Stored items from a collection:

------

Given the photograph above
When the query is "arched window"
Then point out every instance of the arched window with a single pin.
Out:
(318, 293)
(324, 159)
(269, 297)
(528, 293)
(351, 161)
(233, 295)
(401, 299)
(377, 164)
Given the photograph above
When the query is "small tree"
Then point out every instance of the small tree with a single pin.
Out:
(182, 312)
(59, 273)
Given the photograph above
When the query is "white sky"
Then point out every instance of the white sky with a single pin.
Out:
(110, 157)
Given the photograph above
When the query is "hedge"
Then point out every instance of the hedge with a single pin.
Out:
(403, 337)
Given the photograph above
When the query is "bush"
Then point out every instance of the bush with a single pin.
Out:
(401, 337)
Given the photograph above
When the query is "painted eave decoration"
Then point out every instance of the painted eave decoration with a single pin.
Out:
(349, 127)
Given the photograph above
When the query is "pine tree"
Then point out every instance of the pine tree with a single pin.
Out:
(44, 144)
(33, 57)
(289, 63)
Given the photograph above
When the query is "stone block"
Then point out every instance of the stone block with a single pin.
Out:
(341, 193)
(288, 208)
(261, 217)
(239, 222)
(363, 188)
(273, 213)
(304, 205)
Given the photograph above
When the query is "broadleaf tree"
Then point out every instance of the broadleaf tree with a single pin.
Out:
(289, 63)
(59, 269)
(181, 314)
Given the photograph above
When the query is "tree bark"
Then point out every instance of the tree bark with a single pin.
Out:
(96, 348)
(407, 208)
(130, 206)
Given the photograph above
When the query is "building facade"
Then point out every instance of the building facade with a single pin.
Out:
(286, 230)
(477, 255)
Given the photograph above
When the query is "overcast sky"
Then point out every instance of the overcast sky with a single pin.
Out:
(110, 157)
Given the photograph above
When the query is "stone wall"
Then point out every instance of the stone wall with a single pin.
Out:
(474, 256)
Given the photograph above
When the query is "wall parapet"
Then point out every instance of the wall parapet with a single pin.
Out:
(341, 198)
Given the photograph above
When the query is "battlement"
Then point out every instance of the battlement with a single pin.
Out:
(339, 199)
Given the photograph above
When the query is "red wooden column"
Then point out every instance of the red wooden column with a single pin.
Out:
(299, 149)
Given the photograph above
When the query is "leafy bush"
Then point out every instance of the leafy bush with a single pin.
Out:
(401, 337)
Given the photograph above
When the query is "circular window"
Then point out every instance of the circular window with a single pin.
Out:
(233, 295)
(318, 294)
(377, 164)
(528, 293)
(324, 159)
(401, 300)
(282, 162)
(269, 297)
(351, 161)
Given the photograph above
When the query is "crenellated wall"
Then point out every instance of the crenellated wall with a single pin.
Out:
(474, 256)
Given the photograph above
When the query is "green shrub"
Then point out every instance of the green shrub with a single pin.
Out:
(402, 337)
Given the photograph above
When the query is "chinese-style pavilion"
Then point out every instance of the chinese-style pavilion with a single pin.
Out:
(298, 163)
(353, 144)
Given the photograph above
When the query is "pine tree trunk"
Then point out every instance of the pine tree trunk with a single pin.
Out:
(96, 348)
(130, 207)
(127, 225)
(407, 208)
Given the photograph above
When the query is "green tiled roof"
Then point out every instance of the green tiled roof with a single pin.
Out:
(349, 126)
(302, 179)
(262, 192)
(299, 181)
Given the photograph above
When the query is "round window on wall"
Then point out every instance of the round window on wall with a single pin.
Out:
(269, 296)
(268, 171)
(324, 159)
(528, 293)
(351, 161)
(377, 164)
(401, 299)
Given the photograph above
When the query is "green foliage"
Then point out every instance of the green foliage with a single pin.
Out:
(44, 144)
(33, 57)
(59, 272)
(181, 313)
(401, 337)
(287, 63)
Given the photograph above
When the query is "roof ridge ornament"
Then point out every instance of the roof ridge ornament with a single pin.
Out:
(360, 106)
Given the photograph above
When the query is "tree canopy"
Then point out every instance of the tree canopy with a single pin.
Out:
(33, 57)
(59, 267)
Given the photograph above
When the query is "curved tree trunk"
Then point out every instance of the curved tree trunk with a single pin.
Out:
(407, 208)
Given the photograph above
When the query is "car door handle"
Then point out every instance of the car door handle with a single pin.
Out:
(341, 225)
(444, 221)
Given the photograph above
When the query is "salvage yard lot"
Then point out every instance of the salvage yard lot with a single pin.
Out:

------

**Work instruction**
Every record should be output precisely as it was given.

**Result**
Given the photograph above
When the query is "arched window"
Then point out every instance of the arched window with a single pin.
Out:
(318, 293)
(324, 159)
(269, 297)
(528, 293)
(351, 161)
(233, 295)
(401, 299)
(377, 164)
Given the photograph above
When the query is "small tree"
Then point out every instance of the small tree with a single pin.
Out:
(182, 312)
(59, 273)
Given the photograph above
When the query is "white sky"
Then point out every instance of the white sky with a single pin.
Out:
(110, 157)
Given the photograph above
When the query is "hedge"
Then point out every instance of the hedge with a single pin.
Out:
(403, 337)
Given the photograph above
When the query is "bush"
Then point out every instance of the bush with a single pin.
Out:
(401, 337)
Given the photograph above
When the query is "painted eave decoration"
Then point out every instance of the painted eave decoration with a single pin.
Out:
(349, 127)
Given the photograph above
When the query is "pine tree"
Then point out every instance of the pine tree with a single pin.
Out:
(44, 144)
(33, 57)
(289, 63)
Given the photograph above
When the query is "stone block"
Then point out every instance of the stone block with a single pin.
Out:
(341, 193)
(288, 208)
(261, 217)
(239, 222)
(363, 188)
(273, 213)
(304, 205)
Given the photograph above
When the query is "broadleaf tree"
Then point out every instance of the broadleaf tree with a single pin.
Out:
(289, 63)
(59, 269)
(181, 314)
Given the photograph above
When the query is "tree bark"
Then point out every instance of the tree bark with a single pin.
Out:
(96, 348)
(407, 208)
(130, 206)
Given the photograph above
When the query is "building facade"
Then point out every instance of the building facade with a single pin.
Out:
(286, 230)
(477, 255)
Given the photograph above
When the query is "overcast sky"
Then point out every instance of the overcast sky with a single pin.
Out:
(110, 157)
Given the photograph above
When the query is "stone wall"
Then point out every instance of the stone wall with a single pin.
Out:
(474, 256)
Given the photograph above
When the query is "wall parapet"
Then point out every instance of the wall parapet with a single pin.
Out:
(341, 198)
Given the photograph above
When the query is "battlement"
Then point out every instance of the battlement with a single pin.
Out:
(339, 199)
Given the photograph above
When the query is "red wooden column"
Then point out every instance of the red wooden column with a single pin.
Out:
(299, 149)
Given the photograph above
When the query is "leafy bush"
Then point out every instance of the leafy bush with a single pin.
Out:
(401, 337)
Given the photograph above
When the query is "circular window"
Then point out every instance of the circular window with a single pin.
Out:
(233, 295)
(318, 294)
(377, 164)
(528, 293)
(324, 159)
(401, 300)
(282, 162)
(269, 297)
(351, 161)
Given the photograph above
When the query is "crenellated wall"
Then point out every instance of the crenellated wall with a single pin.
Out:
(474, 256)
Given the photograph above
When the query is "green shrub"
Then point out every instance of the green shrub with a single pin.
Out:
(402, 337)
Given the photograph above
When the query is "chinese-style pavilion"
Then point out every instance of the chinese-style pavilion with a single pin.
Out:
(298, 163)
(353, 144)
Given the photograph above
When the query is "pine tree trunk"
Then point out every instance of the pine tree trunk with a single pin.
Out:
(96, 348)
(130, 207)
(127, 225)
(407, 208)
Given the photograph above
When the query is "green tiled roof"
Then point out every instance of the green tiled roof with a single pin.
Out:
(349, 126)
(302, 179)
(262, 192)
(299, 181)
Given the photograph above
When the query is "round window on wall"
Then point out every instance of the round window on wall with a single pin.
Out:
(269, 296)
(268, 171)
(324, 159)
(528, 293)
(351, 161)
(377, 164)
(401, 299)
Given the photograph above
When the query is "green foliage"
Then point out every instance of the green foliage with a single pin.
Out:
(44, 144)
(33, 57)
(59, 272)
(181, 313)
(401, 337)
(287, 63)
Given the photograph above
When the query is "roof ridge ornament"
Then point out every instance of the roof ridge ornament with a single pin.
Out:
(360, 106)
Given the photograph above
When the query is "tree canopy"
Then point out every instance of the tree canopy with a single pin.
Out:
(33, 57)
(59, 267)
Given the photograph above
When the query is "curved tree trunk"
Then point out every instance of the curved tree trunk with a single pin.
Out:
(407, 208)
Given the photograph above
When the query is "car door handle"
Then point out every instance of the car door handle with a single pin.
Out:
(341, 225)
(444, 221)
Given the photograph above
When the query is "salvage yard lot"
Then point out every instance of the salvage yard lot with a single pin.
Out:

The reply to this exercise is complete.